Each line of the records containing "ruffled" is to be copied out and returned.

*** Records for the task

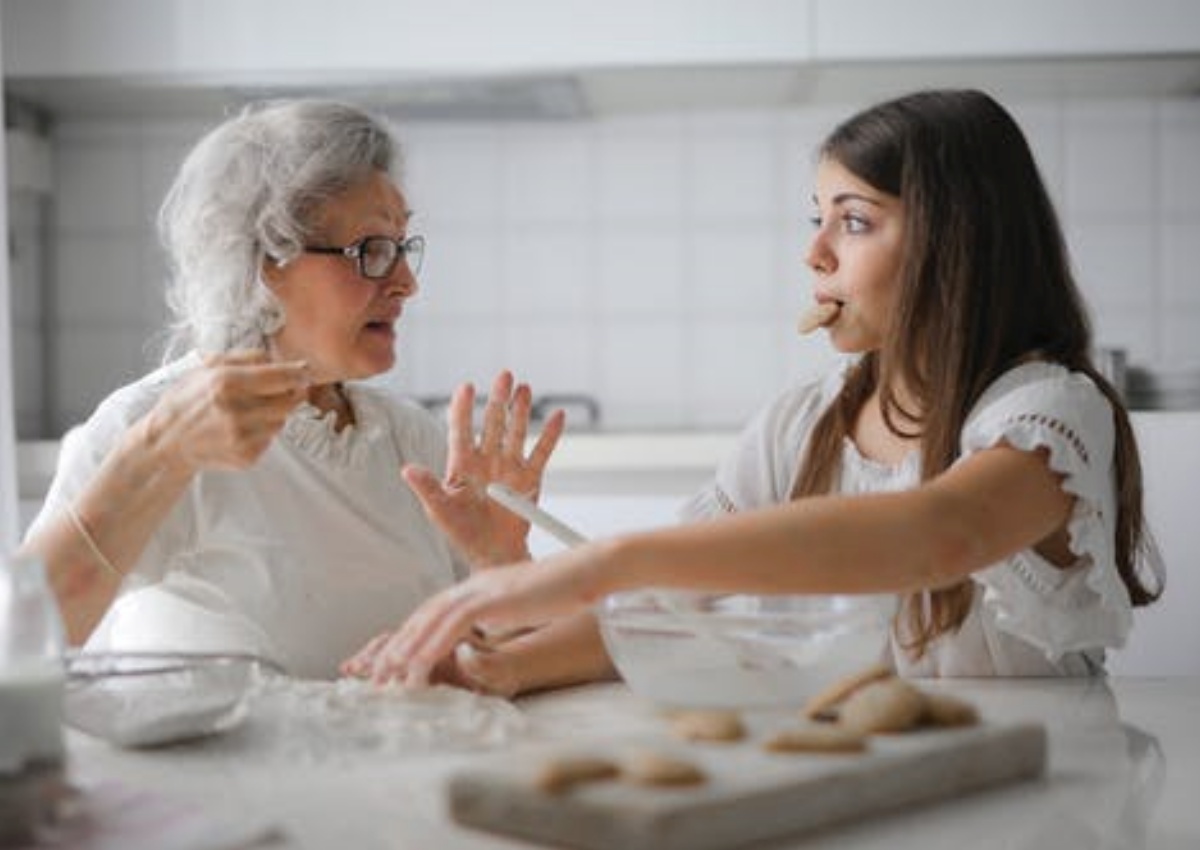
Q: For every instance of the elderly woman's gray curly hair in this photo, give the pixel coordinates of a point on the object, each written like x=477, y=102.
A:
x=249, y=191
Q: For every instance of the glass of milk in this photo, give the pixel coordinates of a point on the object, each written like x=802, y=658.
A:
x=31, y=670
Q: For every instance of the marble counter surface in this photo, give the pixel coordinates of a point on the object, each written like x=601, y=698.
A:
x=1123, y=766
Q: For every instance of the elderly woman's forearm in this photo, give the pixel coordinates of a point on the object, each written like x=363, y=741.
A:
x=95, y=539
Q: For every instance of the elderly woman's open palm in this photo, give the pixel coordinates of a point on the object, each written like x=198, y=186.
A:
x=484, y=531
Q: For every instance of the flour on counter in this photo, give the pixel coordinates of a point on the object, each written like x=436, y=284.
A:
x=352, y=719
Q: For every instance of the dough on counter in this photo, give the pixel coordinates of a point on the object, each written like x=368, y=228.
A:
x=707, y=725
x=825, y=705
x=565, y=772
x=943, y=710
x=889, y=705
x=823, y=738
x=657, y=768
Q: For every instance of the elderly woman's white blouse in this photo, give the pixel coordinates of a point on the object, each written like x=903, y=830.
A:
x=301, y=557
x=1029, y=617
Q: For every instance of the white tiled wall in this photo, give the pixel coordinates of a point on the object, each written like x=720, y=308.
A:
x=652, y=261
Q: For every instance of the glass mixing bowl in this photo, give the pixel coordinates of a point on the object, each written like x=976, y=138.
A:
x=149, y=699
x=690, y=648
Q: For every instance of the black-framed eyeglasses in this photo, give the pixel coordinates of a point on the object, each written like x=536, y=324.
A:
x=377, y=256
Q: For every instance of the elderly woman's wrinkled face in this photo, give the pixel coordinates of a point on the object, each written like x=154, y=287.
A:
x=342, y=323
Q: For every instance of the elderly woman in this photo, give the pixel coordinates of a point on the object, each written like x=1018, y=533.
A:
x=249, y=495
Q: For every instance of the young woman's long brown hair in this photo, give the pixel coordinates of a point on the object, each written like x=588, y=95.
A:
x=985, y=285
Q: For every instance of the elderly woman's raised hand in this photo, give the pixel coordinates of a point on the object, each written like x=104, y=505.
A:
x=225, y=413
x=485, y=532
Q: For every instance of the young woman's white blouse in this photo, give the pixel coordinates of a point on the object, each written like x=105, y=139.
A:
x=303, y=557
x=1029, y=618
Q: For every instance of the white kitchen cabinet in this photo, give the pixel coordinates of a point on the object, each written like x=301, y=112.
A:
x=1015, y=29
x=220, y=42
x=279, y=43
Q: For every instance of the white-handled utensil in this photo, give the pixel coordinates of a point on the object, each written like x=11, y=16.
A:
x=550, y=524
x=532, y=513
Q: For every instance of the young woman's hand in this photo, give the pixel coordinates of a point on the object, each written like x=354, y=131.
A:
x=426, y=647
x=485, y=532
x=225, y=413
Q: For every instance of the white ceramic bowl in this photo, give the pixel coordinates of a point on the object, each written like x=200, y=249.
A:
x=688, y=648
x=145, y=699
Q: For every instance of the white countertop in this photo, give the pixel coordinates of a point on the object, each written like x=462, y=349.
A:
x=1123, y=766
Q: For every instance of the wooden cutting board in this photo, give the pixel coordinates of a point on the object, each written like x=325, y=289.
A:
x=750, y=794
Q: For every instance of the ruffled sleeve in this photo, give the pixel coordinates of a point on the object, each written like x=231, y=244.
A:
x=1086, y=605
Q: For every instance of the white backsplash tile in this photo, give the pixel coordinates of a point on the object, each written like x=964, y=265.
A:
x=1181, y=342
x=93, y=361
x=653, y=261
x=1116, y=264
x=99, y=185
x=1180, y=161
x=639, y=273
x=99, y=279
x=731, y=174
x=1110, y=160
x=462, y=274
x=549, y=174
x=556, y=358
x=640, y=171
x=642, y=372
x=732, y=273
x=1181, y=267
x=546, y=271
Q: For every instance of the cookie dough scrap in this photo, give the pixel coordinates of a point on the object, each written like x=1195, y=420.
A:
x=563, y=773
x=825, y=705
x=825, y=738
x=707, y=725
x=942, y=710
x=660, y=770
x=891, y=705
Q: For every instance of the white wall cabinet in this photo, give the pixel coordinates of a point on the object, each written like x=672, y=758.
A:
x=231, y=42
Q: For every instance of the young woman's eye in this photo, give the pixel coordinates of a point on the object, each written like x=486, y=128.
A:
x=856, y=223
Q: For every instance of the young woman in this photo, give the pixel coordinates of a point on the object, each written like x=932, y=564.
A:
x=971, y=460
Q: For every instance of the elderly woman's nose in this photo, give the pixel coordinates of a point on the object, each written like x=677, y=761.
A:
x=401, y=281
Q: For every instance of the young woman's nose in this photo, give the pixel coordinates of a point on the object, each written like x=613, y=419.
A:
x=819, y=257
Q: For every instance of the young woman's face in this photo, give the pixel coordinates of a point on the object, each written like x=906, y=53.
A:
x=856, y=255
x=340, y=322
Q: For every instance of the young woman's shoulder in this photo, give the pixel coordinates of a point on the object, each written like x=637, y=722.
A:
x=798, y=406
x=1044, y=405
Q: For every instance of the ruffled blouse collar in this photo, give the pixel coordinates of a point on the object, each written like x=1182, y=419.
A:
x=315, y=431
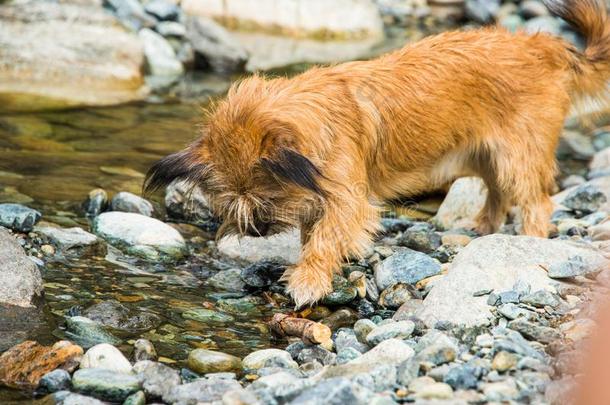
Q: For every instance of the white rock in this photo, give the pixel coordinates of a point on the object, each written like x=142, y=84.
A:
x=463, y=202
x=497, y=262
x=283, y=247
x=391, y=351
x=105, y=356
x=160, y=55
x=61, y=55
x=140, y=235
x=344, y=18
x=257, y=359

******

Exercise output:
Q: For every instance of the ruffled sleeve in this photo, give the pixel coordinates of a point on the object, each written like x=231, y=244.
Q: For every instance of the ruffled blouse collar in this photo, give the pixel coordinates of a point on the object, each written like x=1182, y=419.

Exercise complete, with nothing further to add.